**Required action A**
In the Spokane Chiefs draft article, which overall pick did the Chiefs use to take Saige Weinstein?
**Required action B**
Pick up the Spokane Chiefs draft article after its last sentence and write the next part.

**Text section**
"""
Spokane Chiefs select defenseman Saige Weinstein in first round of remote WHL bantam draft
April 22, 2020 Updated Wed., April 22, 2020 at 9:18 p.m.
Jim Hammett has served in various hockey organizations over his three-decade career.
But in his first season as Spokane Chiefs assistant general manager, this was his first time overseeing a bantam draft.
On top of that, this draft was hardly typical. Due to the COVID-19 pandemic, it was held entirely online, rather than the planned gathering in Red Deer, Alberta, with a contingent of Chiefs front-office members making official selections from the team’s Spokane office.
But with the team’s 10 scouts connected by conference call, scattered across various provinces and states, Hammett said the process went well, as the Chiefs selected 11 prospects from their original list of 200 or so.
“I was really impressed how prepared our scouting staff was,” Hammett said from his home in Kelowna, British Columbia. “It really made a difficult set of circumstances run really smoothly.”
The Chiefs used the 18th overall selection to take Saige Weinstein, the third time in six seasons they have used their first-round pick on a defenseman. At 40th overall, they took forward Kooper Gizowski, Weinstein’s teammate on Northern Alberta Xtreme Bantam Prep, an association Hammett said was coincidental. Both are from Edmonton, Alberta.
“Saige is a player that we’ve been very high on all year long,” Hammett said. “We felt that Kooper, skill and hockey sense-wise, he fit into the first half of the first round of the draft, so we were more than pleasantly surprised he dropped to us.”
Without a third-round pick, the Chiefs selected forwards Jake Gudelj and Tyler Chan in the fourth and fifth rounds, respectively. They used their first of two sixth-round picks on goalie Cooper Michaluk and their next selection on defenseman Kyle Federico.
"""
**The data**
"""
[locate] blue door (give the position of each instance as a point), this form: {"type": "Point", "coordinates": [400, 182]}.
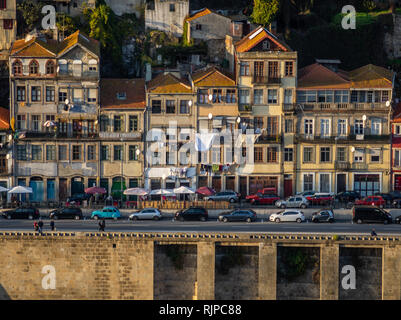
"""
**Task output A**
The 18th overall pick.

**Task output B**
They closed out the draft by selecting five more forwards.
None of the players will be eligible to play for the Chiefs next season but could be as early as the 2021-22 season.
Hammett said the team approached the draft looking for “a little bit of everything,” trying to build positional depth as well as depth and variety of other attributes, like grit, speed and size.
This year the WHL preceded its usual bantam draft with a U.S. prospects draft, a two-round affair held on March 25. In it, the Chiefs selected a pair of defensemen: Anthony McIntosh-Asgard from Minot, North Dakota, and Liam Hupka from Eden Prairie, Minnesota.
“It was only a two-round draft, but I thought that was a really good test and dry run for this,” Hammett said, referring to the remote nature of it. “It went really smooth.”
Overall, Hammett said he was pleased with the team’s draft.
“I think everybody we’ve taken in our draft has strong upside,” he said. “I thought there was really good depth in this draft, and our scouts, even until late in the draft, were passionate about a lot of players.”